Task description:
Reproduce all of the following material line for line, omitting the pictures.

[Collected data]
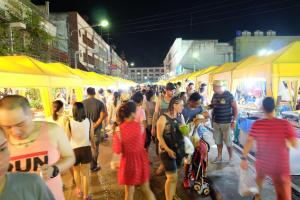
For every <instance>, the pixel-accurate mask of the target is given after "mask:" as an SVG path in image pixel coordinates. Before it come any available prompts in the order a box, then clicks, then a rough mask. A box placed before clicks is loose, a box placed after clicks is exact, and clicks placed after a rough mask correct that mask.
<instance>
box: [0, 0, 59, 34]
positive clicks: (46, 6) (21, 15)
mask: <svg viewBox="0 0 300 200" xmlns="http://www.w3.org/2000/svg"><path fill="white" fill-rule="evenodd" d="M29 13H34V14H36V15H38V16H40V17H41V18H42V21H41V23H42V24H41V27H42V28H44V30H45V31H46V32H47V33H49V34H50V35H51V36H55V35H56V26H55V25H54V24H52V23H51V22H50V20H49V2H48V1H46V3H45V5H43V6H36V5H34V4H33V3H31V2H30V1H27V0H1V1H0V21H3V22H8V23H9V22H10V21H11V16H14V18H18V20H20V21H22V20H25V18H26V17H27V15H28V14H29ZM14 21H15V19H14Z"/></svg>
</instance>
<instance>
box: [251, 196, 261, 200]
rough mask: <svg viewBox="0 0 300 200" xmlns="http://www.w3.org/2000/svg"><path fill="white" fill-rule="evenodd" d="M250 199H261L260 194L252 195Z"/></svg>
mask: <svg viewBox="0 0 300 200" xmlns="http://www.w3.org/2000/svg"><path fill="white" fill-rule="evenodd" d="M252 200H261V198H260V196H259V195H254V196H253V198H252Z"/></svg>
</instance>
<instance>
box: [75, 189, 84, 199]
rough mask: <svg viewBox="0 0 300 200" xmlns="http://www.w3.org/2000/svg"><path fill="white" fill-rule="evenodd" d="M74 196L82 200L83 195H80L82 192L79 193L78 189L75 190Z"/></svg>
mask: <svg viewBox="0 0 300 200" xmlns="http://www.w3.org/2000/svg"><path fill="white" fill-rule="evenodd" d="M76 196H77V197H78V198H82V197H83V193H82V191H81V190H78V189H76Z"/></svg>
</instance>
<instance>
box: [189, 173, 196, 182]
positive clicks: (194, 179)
mask: <svg viewBox="0 0 300 200" xmlns="http://www.w3.org/2000/svg"><path fill="white" fill-rule="evenodd" d="M189 179H190V180H191V181H194V180H195V178H194V176H193V174H192V173H189Z"/></svg>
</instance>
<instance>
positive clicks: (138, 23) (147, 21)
mask: <svg viewBox="0 0 300 200" xmlns="http://www.w3.org/2000/svg"><path fill="white" fill-rule="evenodd" d="M252 1H256V0H243V1H239V2H234V3H232V4H230V5H228V4H220V5H219V6H214V7H212V8H202V9H197V11H193V12H189V13H184V14H175V15H169V16H168V15H167V16H163V17H156V18H154V19H146V20H140V21H137V22H132V23H125V24H123V25H120V27H122V26H128V25H134V24H143V23H146V22H151V21H158V20H162V19H165V20H166V19H170V18H175V17H179V16H190V15H191V14H195V13H200V12H208V11H214V10H218V9H220V8H226V7H227V8H228V7H234V6H237V5H243V4H246V3H249V2H252ZM190 9H196V8H195V7H193V8H190Z"/></svg>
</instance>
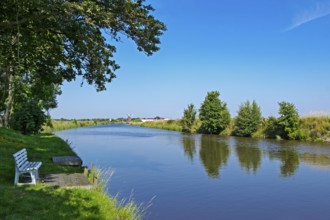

Your response:
For every <instance>, the pixel-accurate mask of the target is given after "mask:" as an SVG path in image pixel coordinates. Before it come any available prompts in the order a box, then clicks, then a rough mask. A box placed before clicks is loose, a box placed after clicks is exact, and clicks placed after a rough mask correct that mask.
<instance>
box: [0, 0, 59, 34]
positive clicks: (46, 6) (21, 15)
mask: <svg viewBox="0 0 300 200" xmlns="http://www.w3.org/2000/svg"><path fill="white" fill-rule="evenodd" d="M29 13H34V14H36V15H38V16H40V17H41V18H42V21H41V23H42V24H41V27H42V28H44V30H45V31H46V32H47V33H49V34H50V35H51V36H55V35H56V26H55V25H54V24H52V23H51V22H50V20H49V2H48V1H46V3H45V5H43V6H36V5H34V4H33V3H31V2H30V1H27V0H1V1H0V21H3V22H8V23H9V22H10V21H11V16H14V18H18V20H20V21H22V20H25V18H26V17H27V15H28V14H29ZM14 21H15V19H14Z"/></svg>
</instance>
<instance>
box: [251, 196, 261, 200]
rough mask: <svg viewBox="0 0 300 200" xmlns="http://www.w3.org/2000/svg"><path fill="white" fill-rule="evenodd" d="M250 199H261L260 194L252 195Z"/></svg>
mask: <svg viewBox="0 0 300 200" xmlns="http://www.w3.org/2000/svg"><path fill="white" fill-rule="evenodd" d="M252 200H261V198H260V196H259V195H254V196H253V198H252Z"/></svg>
</instance>
<instance>
box: [75, 189, 84, 199]
rough mask: <svg viewBox="0 0 300 200" xmlns="http://www.w3.org/2000/svg"><path fill="white" fill-rule="evenodd" d="M74 196L82 200L83 195H80L82 192L79 193L78 189L75 190Z"/></svg>
mask: <svg viewBox="0 0 300 200" xmlns="http://www.w3.org/2000/svg"><path fill="white" fill-rule="evenodd" d="M76 196H77V197H78V198H82V197H83V193H82V191H81V190H78V189H76Z"/></svg>
</instance>
<instance>
box: [189, 173, 196, 182]
positive clicks: (194, 179)
mask: <svg viewBox="0 0 300 200" xmlns="http://www.w3.org/2000/svg"><path fill="white" fill-rule="evenodd" d="M189 179H190V180H191V181H194V180H195V178H194V176H193V174H192V173H189Z"/></svg>
</instance>
<instance>
positive clicks: (138, 23) (147, 21)
mask: <svg viewBox="0 0 300 200" xmlns="http://www.w3.org/2000/svg"><path fill="white" fill-rule="evenodd" d="M252 1H256V0H243V1H239V2H234V3H232V4H230V5H228V4H220V5H219V6H214V7H212V8H202V9H197V11H193V12H189V13H184V14H175V15H169V16H168V15H167V16H163V17H156V18H154V19H146V20H140V21H137V22H132V23H125V24H123V25H120V27H122V26H128V25H134V24H143V23H146V22H151V21H158V20H162V19H165V20H166V19H170V18H175V17H179V16H190V15H191V14H195V13H200V12H208V11H214V10H218V9H220V8H226V7H227V8H228V7H234V6H237V5H243V4H246V3H249V2H252ZM190 9H196V8H195V7H193V8H190Z"/></svg>
</instance>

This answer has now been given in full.